_Task to complete_
Which lines of the stored entries below contain the string "water", with case counting? Report each of those lines in full.

_Stored entries_
^^^^^^^^^^^^^^^^
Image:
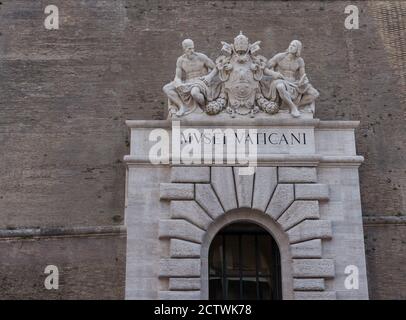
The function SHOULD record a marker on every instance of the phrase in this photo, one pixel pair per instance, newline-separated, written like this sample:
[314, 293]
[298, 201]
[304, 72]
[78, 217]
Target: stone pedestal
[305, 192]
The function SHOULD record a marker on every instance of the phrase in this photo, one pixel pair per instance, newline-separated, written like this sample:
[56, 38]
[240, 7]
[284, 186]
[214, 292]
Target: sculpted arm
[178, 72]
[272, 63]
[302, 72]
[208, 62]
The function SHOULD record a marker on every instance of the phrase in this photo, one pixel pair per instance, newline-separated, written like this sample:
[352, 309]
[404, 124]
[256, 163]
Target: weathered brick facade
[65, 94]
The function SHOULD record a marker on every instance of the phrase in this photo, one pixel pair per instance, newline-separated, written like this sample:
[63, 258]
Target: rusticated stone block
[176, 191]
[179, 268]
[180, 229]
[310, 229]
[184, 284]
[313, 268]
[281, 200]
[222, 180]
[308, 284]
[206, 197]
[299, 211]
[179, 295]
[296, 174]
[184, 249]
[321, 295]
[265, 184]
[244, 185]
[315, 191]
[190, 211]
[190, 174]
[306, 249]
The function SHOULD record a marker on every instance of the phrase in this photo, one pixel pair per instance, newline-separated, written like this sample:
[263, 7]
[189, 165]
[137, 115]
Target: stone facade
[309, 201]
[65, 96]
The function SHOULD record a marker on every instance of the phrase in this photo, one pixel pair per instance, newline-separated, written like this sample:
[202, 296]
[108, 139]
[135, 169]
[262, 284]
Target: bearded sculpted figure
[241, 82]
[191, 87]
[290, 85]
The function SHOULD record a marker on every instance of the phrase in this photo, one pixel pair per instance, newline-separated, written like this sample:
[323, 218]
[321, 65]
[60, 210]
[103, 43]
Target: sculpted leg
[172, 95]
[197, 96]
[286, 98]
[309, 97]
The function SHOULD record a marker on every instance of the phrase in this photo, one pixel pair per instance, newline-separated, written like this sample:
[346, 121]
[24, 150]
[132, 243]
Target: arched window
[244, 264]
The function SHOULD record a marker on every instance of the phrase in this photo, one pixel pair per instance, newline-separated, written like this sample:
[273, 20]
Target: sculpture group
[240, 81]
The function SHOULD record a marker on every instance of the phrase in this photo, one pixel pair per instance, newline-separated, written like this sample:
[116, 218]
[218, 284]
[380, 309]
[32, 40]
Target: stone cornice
^^^^^^^^^^^^^^^^
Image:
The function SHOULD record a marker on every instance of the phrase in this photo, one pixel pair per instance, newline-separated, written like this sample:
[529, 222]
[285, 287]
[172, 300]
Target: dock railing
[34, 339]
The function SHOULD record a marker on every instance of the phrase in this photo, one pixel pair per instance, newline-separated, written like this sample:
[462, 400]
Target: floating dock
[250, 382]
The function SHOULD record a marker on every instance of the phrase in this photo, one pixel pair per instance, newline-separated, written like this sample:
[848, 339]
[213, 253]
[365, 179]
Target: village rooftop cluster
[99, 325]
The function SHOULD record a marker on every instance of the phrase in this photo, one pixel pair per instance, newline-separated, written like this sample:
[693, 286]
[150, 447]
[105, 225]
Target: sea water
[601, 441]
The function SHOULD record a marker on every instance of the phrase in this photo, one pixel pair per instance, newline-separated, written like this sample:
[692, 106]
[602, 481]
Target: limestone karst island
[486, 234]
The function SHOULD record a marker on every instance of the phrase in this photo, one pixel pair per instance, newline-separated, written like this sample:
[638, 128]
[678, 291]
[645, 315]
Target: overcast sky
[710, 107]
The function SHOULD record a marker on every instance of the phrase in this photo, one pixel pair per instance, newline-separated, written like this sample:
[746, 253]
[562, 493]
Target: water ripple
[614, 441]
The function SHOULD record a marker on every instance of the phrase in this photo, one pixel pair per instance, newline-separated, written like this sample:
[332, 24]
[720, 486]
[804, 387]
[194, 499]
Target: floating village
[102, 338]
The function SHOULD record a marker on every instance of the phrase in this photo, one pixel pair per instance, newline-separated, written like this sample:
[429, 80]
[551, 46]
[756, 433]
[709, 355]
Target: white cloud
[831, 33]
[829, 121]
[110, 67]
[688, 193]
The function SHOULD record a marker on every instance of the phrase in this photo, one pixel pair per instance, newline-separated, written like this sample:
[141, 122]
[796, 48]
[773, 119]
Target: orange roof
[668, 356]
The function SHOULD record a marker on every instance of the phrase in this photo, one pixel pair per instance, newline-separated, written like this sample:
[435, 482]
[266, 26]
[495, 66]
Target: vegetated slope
^^^^^^^^^^^^^^^^
_Solution_
Target: sea water
Target: water ripple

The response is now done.